• Task details:
Exactly and only the lines below from the one containing "Annotate the distant hill" down to the one containing "Annotate the eroded" are wanted, both included; please exclude every picture.

• Task inputs:
%%

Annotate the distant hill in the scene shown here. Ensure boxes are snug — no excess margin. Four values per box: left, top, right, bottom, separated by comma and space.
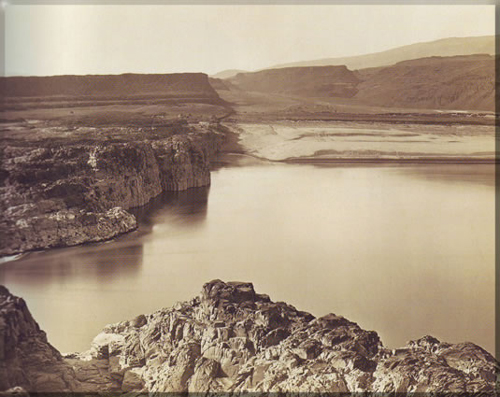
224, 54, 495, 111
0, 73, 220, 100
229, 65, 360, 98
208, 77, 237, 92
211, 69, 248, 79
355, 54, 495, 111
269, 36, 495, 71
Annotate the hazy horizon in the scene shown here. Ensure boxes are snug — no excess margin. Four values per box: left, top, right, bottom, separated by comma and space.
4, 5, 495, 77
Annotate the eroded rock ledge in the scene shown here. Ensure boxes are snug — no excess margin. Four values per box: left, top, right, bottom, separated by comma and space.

%%
%%

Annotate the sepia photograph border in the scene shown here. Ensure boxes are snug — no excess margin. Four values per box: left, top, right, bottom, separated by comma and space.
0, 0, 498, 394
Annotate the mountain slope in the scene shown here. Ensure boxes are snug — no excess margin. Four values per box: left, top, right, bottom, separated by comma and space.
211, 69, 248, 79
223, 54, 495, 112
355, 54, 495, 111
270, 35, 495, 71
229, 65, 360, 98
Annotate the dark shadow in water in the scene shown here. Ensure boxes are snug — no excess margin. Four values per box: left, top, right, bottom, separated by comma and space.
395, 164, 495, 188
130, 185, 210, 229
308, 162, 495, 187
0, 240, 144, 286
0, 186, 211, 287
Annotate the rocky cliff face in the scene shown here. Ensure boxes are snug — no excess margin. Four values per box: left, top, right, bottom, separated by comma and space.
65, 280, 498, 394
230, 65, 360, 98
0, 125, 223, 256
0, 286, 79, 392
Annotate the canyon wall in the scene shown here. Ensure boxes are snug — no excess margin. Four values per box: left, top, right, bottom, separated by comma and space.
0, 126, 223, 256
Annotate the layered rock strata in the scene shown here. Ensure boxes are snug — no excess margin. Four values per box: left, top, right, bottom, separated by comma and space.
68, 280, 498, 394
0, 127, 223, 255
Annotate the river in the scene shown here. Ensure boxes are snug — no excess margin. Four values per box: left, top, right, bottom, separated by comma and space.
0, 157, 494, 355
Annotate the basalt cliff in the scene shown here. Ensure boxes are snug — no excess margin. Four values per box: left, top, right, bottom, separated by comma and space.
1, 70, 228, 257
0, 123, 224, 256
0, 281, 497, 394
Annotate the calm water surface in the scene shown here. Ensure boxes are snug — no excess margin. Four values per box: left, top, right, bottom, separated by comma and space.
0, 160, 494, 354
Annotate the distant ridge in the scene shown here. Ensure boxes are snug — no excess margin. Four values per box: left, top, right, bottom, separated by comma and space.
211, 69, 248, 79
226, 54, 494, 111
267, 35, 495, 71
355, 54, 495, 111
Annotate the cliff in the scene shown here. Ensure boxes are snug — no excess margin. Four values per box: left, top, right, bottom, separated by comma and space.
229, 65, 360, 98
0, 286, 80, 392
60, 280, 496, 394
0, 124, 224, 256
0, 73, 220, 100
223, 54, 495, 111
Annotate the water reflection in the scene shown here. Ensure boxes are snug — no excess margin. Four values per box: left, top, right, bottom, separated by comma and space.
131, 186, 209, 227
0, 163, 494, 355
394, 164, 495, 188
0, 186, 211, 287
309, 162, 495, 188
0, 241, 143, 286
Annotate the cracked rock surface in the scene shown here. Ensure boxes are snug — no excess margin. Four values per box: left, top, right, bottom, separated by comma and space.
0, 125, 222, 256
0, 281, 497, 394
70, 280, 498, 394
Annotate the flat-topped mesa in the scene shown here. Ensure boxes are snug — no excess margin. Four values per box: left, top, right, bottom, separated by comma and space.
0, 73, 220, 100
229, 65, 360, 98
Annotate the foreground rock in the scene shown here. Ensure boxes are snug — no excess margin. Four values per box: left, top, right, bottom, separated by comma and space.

%%
%%

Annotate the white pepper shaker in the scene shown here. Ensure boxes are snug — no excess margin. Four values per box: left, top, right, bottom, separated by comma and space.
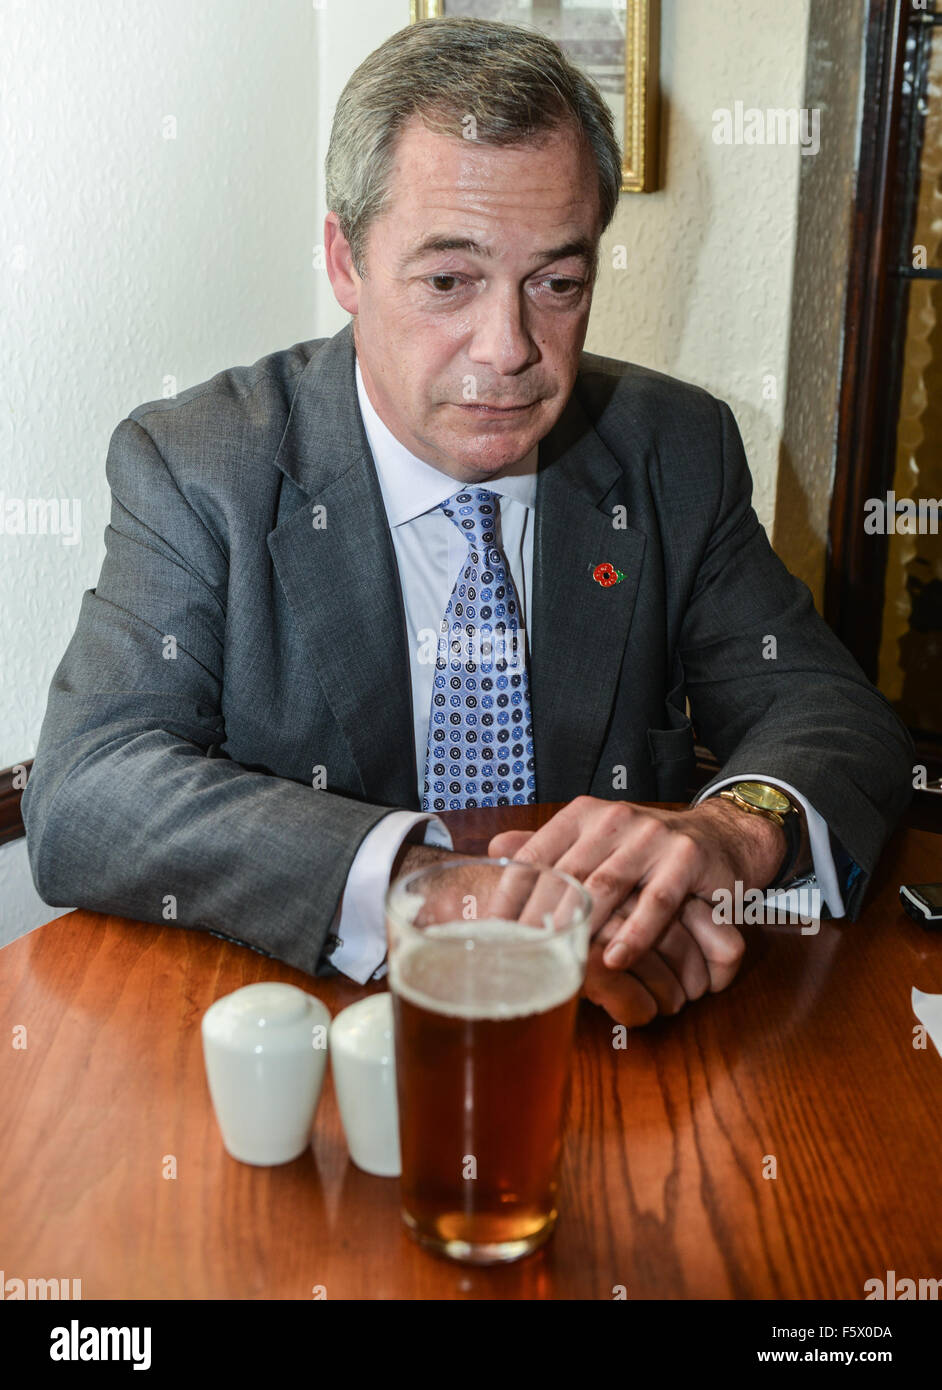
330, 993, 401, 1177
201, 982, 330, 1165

%%

• Solution to this problem:
Annotate the distant hill in the scene shown here. Ensure boxes are snug — no excess margin. Four values per box: left, top, right, bottom, separated by comma and space.
224, 54, 495, 111
0, 73, 220, 100
229, 65, 360, 98
208, 77, 237, 92
211, 69, 248, 79
355, 54, 495, 111
269, 36, 495, 71
Annotate the hazy horizon in the scene shown here. Ensure boxes are snug — no excess margin. Four values per box: left, top, right, bottom, separated by comma and space.
4, 5, 495, 77
Annotate the eroded rock ledge in the scene shown here. Ensure boxes are snug — no excess margin. Four values per box: left, top, right, bottom, separated by comma and space.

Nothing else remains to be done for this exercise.